_Exercise brief_
Check each line of the records below and collect those that include the word "jacket".

Records contained in a dataset:
########################################

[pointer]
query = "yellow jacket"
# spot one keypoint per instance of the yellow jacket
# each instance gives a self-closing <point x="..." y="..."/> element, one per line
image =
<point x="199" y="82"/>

########################################

_Response to the task_
query = "yellow jacket"
# spot one keypoint per instance of the yellow jacket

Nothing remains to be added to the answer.